ISTRUZIONI E REQUISITI: Per ogni affermazione indica se concorda con la sentenza, rispondendo sì o no e citando alla lettera le parole che lo decidono: (a) l'atto di citazione fu notificato il 2 aprile 1992; (b) il Tribunale respinse la domanda riconvenzionale; (c) la controparete costruita a ridosso dell'apertura era in legno.

TESTO DA LEGGERE:
Sentenza scelta dal dott. Domenico Cirasole direttore del sito giuridico http://www.gadit.it/
Svolgimento del processo
Con atto di citazione notificato il 2 aprile 1992 L.S., quale proprietario di appartamento sito all’ultimo piano dell’edificio di via (OMISSIS), evocava, dinanzi al Tribunale di Napoli, P.A., quale proprietaria dell’appartamento contiguo, per sentirla condannare alla chiusura della finestra munita di grata esistente nel muro perimetrale dei rispettivi terrazzi, in subordine – qualificata tale apertura come luce – sentirla condannare alla regolarizzazione della luce stessa ai sensi dell’art. 901 c.c., con risarcimento dei danni da liquidarsi in separata sede.
Instaurato il contraddittorio, nella resistenza della convenuta, la quale eccepiva che l’apertura in questione costituiva servitù per destinazione del padre di famiglia, pertanto il suo diritto al mantenimento era stato usucapito, spiegata domanda riconvenzionale per sentire condannare l’attore al ripristino della situazione preesistente con riferimento alla realizzata controparete in gesso immediatamente a ridosso della apertura in contestazione, attraverso la quale una camera dell’appartamento della P. riceveva luce ed aria, il Tribunale adito, accoglieva sia la domanda attorea sia quella riconvenzionale e per l’effetto ordinava alla P. la chiusura della finestra sul terrazzo ed al L. la rimozione del muro edificato in occlusione della luce esistente tra i due appartamenti.

MATERIALE GREZZO:

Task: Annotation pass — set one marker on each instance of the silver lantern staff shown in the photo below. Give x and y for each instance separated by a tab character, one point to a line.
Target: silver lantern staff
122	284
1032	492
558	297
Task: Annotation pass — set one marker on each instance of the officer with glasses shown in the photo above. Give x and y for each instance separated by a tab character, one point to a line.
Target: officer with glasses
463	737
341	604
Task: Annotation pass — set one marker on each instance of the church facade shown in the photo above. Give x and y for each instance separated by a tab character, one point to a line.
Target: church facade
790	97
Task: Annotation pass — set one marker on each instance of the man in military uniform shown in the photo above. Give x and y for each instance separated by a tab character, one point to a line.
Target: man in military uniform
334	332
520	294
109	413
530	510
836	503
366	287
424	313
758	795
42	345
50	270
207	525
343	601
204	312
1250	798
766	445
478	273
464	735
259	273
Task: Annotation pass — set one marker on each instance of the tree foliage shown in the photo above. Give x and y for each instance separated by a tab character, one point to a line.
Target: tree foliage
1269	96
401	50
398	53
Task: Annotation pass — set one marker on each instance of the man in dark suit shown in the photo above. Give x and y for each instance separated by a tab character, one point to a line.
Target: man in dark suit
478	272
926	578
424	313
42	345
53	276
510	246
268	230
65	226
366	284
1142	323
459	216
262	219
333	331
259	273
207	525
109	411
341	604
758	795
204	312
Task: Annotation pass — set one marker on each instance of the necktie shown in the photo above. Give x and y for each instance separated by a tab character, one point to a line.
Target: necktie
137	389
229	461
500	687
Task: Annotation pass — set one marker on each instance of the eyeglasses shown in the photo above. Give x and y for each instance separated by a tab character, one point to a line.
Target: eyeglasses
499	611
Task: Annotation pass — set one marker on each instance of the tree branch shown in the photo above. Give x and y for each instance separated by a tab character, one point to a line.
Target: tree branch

RISPOSTA:
(a) Sì: «Con atto di citazione notificato il 2 aprile 1992»
(b) No: «accoglieva sia la domanda attorea sia quella riconvenzionale»
(c) No: «realizzata controparete in gesso»